Что требуется:
[1] Можете вернуть из отрывка о частном международном праве фрагмент, начиная со слов «Обращаясь теперь к» и заканчивая словами «с европейскими нормами.», без единого изменения?
[2] Как бы вы продолжили отрывок о частном международном праве дальше его последнего предложения?

Отрывок текста:
============
Обращаясь теперь к определениям нашего законодательства по частному международному праву, мы видим, что, несмотря на свою разрозненность и несогласованность, они сходятся, в общем, с европейскими нормами.

Не говоря о нашем остзейском и польском праве, из которых первое следует доктрине Савиньи (ст. XХVII-XXXVI Свода законов гражданских губерний Остзейских), а второе повторяет в дословном переводе ст. 3 Французского кодекса (ст. 3 Гражданского уложения Царства Польского), мы можем признать главным достоинством коллизионных норм нашего общего законодательства их малочисленность, предоставляющую большой простор теоретической и практической разработке вопросов частного международного права.

Но этим простором у нас, к сожалению, не пользуются, и мы остаемся при скудном составе положительного закона. К числу его счастливых умолчаний принадлежит, напр., неупоминание о принципе “взаимности”, и мы не имеем поэтому никакой надобности навязывать ему этот принцип.
============
Записи данных:
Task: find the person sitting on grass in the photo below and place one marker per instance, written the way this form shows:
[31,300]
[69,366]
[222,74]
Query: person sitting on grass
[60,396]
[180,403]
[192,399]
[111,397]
============
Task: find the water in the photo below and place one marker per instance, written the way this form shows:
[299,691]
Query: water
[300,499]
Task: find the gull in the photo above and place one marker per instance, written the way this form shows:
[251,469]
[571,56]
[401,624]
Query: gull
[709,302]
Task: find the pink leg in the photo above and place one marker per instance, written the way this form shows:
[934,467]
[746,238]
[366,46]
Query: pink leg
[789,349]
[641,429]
============
Ответы по заданиям:
[1]
Обращаясь теперь к определениям нашего законодательства по частному международному праву, мы видим, что, несмотря на свою разрозненность и несогласованность, они сходятся, в общем, с европейскими нормами.

[2]
Для персонального статута у нас есть точка опоры в ст. 1279 т. Х ч. I, которая говорит: “Гражданские права и обязанности уроженцев губерний, состоящих на общих, без местных изъятий, правах, когда сии уроженцы временно пребывают в губерниях и областях, на особых правах состоящих, определяются общими законами Империи”.

Если этот закон указывает на права и обязанности уроженцев губерний общего права, подчиняемых, в случае своего временного пребывания в губерниях местного права, не этому последнему, а праву своего постоянного местожительства, то в число указываемых здесь прав и обязанностей нельзя не отнести также вопросов правоспособности и дееспособности, подлежащих, на основании этого закона, действию не реального, а персонального статута.

И этот вывод должен быть распространен от отношения общего права к местному, и обратно – местного права к общему[7] – и на отношение того и другого к иностранным законодательствам, где принцип местожительства заменяется принципом национального права[8].

Правда, в составе нашего законодательства имеется и ст. 822 т. IX Зак. о сост. (изд. 1899 г.), гласящего так: “Иностранцы, находясь в России, как лично, так и по имуществу их подлежат действию российских законов и пользуются общей оных защитой и покровительством”.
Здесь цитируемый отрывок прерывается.